**Prompt:** In the listing below, how many lines contain "rough"? Answer with the number alone.

**Extracted records:**
───

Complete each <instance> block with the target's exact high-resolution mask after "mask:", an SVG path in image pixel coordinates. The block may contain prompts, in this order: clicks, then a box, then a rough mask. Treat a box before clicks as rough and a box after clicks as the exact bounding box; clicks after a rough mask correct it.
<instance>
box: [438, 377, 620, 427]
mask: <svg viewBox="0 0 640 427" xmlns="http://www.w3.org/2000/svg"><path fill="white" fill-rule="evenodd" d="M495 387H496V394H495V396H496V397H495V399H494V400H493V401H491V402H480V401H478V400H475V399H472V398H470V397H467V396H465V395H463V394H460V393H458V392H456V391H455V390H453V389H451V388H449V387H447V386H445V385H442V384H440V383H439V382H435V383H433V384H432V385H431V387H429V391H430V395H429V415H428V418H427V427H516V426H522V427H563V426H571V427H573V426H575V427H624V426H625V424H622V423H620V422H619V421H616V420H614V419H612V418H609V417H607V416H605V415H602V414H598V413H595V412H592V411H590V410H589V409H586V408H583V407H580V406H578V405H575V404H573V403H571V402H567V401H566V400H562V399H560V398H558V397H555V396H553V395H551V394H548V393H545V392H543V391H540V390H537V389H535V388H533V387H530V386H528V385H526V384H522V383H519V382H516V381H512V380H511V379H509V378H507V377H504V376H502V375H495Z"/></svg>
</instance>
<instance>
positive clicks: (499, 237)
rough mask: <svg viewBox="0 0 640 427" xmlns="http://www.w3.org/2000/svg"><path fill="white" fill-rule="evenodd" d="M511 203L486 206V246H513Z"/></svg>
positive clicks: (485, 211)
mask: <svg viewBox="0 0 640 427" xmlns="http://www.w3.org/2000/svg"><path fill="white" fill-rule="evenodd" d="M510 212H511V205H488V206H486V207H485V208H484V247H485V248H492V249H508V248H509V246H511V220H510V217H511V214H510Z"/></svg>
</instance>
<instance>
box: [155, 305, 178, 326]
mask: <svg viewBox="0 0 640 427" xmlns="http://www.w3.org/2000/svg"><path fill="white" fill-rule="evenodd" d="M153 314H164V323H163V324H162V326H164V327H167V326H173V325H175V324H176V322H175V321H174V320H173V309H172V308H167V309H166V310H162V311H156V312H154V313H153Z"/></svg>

───

**Answer for this exercise:** 2